- [Task to carry out] Repeat the part of the listing below that runs from the line with "Where can the snow covered mountain" to the line with "x=138, y=60", including both of those lines, and write out nothing else.

- [Records to use]
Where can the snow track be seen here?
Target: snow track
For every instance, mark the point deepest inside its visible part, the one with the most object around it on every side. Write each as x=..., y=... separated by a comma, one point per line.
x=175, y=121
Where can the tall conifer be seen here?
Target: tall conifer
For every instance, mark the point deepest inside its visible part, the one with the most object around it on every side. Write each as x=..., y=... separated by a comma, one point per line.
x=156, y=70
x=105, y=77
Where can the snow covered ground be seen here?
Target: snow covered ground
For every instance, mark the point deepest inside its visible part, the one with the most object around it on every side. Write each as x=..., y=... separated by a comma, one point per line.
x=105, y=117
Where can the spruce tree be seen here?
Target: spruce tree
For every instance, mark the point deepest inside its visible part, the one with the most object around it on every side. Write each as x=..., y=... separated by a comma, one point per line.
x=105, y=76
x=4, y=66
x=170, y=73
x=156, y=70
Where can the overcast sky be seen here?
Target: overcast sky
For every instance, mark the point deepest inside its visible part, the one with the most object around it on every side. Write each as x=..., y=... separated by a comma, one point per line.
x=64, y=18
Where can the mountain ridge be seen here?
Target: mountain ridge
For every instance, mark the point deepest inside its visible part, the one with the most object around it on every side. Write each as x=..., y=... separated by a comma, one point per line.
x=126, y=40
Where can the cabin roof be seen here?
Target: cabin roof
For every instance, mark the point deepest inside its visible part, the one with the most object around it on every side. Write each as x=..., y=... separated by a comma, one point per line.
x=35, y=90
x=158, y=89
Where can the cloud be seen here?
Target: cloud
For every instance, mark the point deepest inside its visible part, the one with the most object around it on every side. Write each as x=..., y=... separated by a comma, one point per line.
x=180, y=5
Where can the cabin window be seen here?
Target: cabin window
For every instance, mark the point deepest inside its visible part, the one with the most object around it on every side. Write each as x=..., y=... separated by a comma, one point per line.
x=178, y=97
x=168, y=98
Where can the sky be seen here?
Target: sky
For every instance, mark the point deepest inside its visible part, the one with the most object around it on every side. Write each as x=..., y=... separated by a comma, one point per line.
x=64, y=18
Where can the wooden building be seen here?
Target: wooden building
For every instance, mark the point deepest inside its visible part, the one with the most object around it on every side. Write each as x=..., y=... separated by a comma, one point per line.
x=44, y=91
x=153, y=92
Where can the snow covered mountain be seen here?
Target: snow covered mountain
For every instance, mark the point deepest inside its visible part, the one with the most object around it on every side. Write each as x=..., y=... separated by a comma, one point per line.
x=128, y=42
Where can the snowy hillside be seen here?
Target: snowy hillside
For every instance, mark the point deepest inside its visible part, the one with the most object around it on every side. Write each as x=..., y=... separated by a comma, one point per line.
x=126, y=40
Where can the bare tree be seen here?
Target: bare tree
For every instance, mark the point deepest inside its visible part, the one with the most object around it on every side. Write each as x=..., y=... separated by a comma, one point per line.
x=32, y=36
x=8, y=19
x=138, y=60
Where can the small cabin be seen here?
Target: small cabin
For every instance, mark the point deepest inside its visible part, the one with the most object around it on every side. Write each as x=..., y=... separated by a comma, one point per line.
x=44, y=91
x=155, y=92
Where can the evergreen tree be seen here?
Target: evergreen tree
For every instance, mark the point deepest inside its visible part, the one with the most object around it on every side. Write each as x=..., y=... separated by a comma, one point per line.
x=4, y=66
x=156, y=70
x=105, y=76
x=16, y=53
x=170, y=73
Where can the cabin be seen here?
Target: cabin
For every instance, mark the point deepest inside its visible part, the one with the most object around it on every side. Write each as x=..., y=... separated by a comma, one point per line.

- [Final result]
Where can the snow covered mountain be seen here?
Target: snow covered mountain
For every instance, mark the point deepest inside its visible part, the one with the most object around it on every side. Write each as x=..., y=... separated by a comma, one point per line.
x=128, y=42
Where can the snowy hillside be seen here?
Target: snowy hillside
For every instance, mark the point deepest inside its visible part, the one with the most object around it on every side. Write each as x=..., y=... separated by a comma, one point per line.
x=126, y=40
Where can the bare tree be seen here?
Target: bare tree
For every instance, mark the point deepest inside its visible part, the one with the most object around it on every side. Write each as x=..., y=... separated by a comma, one point per line.
x=32, y=36
x=8, y=19
x=138, y=60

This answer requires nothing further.